**To be done:**
Render the stretch of the listing below that begins with the line containing "the white mineral" and continues through the final line of the listing, both ends included, as a JSON list of strings with one string per line and blank lines omitted.

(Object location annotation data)
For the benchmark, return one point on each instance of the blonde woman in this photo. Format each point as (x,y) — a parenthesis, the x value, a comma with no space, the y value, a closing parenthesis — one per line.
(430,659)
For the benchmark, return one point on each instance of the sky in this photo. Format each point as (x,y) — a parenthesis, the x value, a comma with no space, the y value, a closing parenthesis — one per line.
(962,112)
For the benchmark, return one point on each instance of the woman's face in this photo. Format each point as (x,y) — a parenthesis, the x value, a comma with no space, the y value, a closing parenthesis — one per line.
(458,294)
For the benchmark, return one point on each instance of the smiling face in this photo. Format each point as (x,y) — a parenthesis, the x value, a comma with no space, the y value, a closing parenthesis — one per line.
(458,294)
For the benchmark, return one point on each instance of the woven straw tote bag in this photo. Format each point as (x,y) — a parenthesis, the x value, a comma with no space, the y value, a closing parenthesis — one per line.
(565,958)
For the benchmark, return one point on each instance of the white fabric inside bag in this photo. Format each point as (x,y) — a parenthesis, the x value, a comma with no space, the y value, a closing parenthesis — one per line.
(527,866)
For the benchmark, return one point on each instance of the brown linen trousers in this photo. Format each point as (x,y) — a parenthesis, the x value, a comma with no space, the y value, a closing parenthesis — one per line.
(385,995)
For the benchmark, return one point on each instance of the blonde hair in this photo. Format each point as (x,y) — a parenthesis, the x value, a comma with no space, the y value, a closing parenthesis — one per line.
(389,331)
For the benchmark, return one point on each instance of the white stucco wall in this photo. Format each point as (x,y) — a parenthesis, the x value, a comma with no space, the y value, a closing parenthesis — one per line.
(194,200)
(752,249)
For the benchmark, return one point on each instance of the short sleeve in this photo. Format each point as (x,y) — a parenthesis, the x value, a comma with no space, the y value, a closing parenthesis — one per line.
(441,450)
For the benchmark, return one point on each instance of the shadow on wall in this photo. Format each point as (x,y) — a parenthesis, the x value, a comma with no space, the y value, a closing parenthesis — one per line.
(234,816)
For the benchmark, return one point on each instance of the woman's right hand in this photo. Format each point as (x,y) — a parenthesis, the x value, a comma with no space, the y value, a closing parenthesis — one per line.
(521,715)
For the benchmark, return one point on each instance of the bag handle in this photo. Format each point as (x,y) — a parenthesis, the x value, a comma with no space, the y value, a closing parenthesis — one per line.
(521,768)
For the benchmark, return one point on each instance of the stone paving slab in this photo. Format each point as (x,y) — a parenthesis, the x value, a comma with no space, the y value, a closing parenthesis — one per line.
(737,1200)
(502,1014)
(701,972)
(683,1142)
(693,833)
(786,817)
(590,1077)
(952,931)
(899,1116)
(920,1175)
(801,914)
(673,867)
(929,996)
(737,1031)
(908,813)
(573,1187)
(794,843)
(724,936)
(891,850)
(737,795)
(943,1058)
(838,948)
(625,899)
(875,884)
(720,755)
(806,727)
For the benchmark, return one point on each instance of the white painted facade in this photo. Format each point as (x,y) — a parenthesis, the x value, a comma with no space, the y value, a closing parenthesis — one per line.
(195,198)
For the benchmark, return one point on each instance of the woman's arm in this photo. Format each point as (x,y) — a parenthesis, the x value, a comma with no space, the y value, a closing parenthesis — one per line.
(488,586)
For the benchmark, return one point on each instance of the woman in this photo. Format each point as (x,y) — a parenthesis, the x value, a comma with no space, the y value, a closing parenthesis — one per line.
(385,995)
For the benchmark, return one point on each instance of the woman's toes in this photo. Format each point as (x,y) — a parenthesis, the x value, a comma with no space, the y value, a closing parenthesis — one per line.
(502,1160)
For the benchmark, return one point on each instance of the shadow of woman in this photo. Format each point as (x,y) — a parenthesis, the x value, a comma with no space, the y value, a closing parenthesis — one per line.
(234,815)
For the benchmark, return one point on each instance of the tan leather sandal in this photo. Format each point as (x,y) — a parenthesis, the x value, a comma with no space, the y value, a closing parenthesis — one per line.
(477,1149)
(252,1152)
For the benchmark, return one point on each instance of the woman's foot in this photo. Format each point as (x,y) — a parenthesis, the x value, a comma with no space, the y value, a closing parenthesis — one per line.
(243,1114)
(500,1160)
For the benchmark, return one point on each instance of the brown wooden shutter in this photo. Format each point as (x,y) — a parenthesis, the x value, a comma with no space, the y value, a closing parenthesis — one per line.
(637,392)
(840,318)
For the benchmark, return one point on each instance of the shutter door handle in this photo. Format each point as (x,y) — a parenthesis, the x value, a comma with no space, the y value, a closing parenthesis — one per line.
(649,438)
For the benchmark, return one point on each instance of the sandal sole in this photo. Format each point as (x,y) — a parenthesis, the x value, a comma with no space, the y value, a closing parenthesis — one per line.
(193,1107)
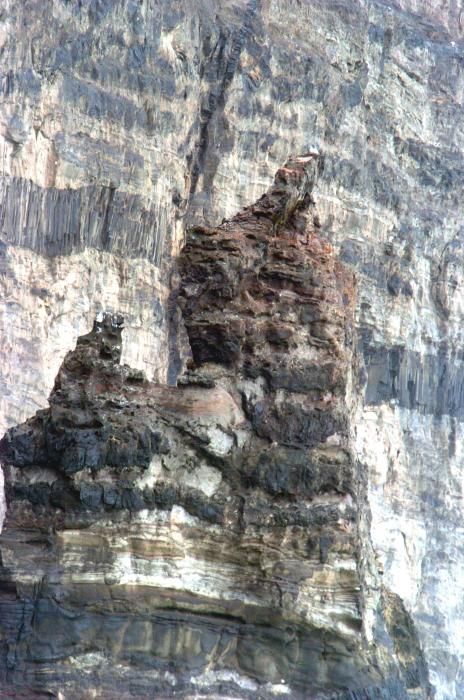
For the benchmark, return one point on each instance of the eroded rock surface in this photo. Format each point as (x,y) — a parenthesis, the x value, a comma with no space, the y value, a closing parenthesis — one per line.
(121,122)
(208,538)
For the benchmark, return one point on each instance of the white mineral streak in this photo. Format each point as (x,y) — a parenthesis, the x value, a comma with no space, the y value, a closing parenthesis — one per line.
(47,304)
(414,459)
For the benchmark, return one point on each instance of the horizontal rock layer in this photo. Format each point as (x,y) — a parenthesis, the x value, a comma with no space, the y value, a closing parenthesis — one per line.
(206,537)
(188,108)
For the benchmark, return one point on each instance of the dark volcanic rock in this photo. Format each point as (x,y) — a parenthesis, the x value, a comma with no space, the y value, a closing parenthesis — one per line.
(163,539)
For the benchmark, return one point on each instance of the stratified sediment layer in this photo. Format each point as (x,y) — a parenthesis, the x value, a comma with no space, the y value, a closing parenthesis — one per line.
(207,538)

**Solved problem:**
[
  "For the benchmark, return one point on each instance of the white mineral streak in this photo. Format each point as (x,y) — a parenthesis, the x value, a comma with no space, the y value, a closing parenthesis — one per line.",
  "(47,304)",
  "(414,459)",
  "For the benchmark, return one point on each instance of the horizontal rock layer in this photo. Format each point as (x,y) — a parenthesis, the x value, a comma with no space, the y value, a closing parenthesis — one per line.",
  "(206,537)",
  "(188,108)",
  "For the benchmark, return one point on each instance of the dark volcanic rock in this photo. Format each point as (x,y) — a parenthesis, the x value, a comma with no space, the y value, a closing parenthesis — one per line.",
  "(163,539)",
  "For the benchmark, return one point on each instance of the stratified sediment layer in this photo. Format each point as (x,y) — a parenthesis, the x value, a comma with no space, the y value, a closing parenthesis — one per line.",
  "(207,538)"
]